Menurut Saifuddin A. Rasyid dalam teks tentang tahun baru Hijriah, untuk apa umat Islam harus merawat persatuan dan memperbarui semangat hijrah? Jelaskan dalam satu atau dua kalimat.

| Teks sumber |

━━━━

![]() |
Sayed Muhammad Husen (Ketua BKM Asy-Syuhada Lampanah) |
Umat Islam di seluruh dunia setiap tahun memperingati tahun baru Hijriah. Momen ini, selain pergantian angka di kalender, juga sebagai pengingat peristiwa agung yang menjadi titik balik peradaban Islam. Hijrahnya Nabi Muhammad saw dan para sahabat dari Mekah ke Madinah merupakan strategi membangun masyarakat (umat) berlandaskan nilai-nilai ilahi. Semangat inilah yang seharusnya terus kita jadikan landasan untuk merawat persatuan umat.
Menurut akademisi UIN Ar-Raniry, Saifuddin A. Rasyid, umat Islam harus merawat persatuan dan memperbarui semangat hijrah untuk mencapai kemajuan dan tujuan kemuliaan umat di tengah semakin menguatnya tantangan dan konflik yang dihadapi di era kebangkitan kembali umat Islam.
“Umat Islam jangan mudah goyah dan terpengaruh dengan anasir yang melemahkan persatuan dan jangan mudah terprovokasi melakukan hal-hal yang merugikan karena dorongan nafsu. Di tengah suasana kritis sekalipun umat Islam mesti bijak dan cerdas mengambil sikap dengan mengedepankan kepentingan Islam dan muslimin,” ungkapnya.
Hijrah sebenarnya simbol transformasi, yang mengajarkan kita, bahwa mencapai perubahan yang lebih baik (islami), terkadang kita harus meninggalkan zona nyaman. Hijrah dari Mekah adalah meninggalkan keterbatasan, penindasan, dan perpecahan menuju Madinah yang menjanjikan kebebasan, keadilan, dan persaudaraan.

━━━━

| Bagian data |
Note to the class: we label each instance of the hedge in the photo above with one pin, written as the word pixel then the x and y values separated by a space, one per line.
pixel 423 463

━━━━

| Jawaban benar |
Menurut Saifuddin A. Rasyid, umat Islam harus merawat persatuan dan memperbarui semangat hijrah untuk mencapai kemajuan dan tujuan kemuliaan umat. Hal itu perlu karena tantangan dan konflik yang dihadapi semakin menguat di era kebangkitan kembali umat Islam.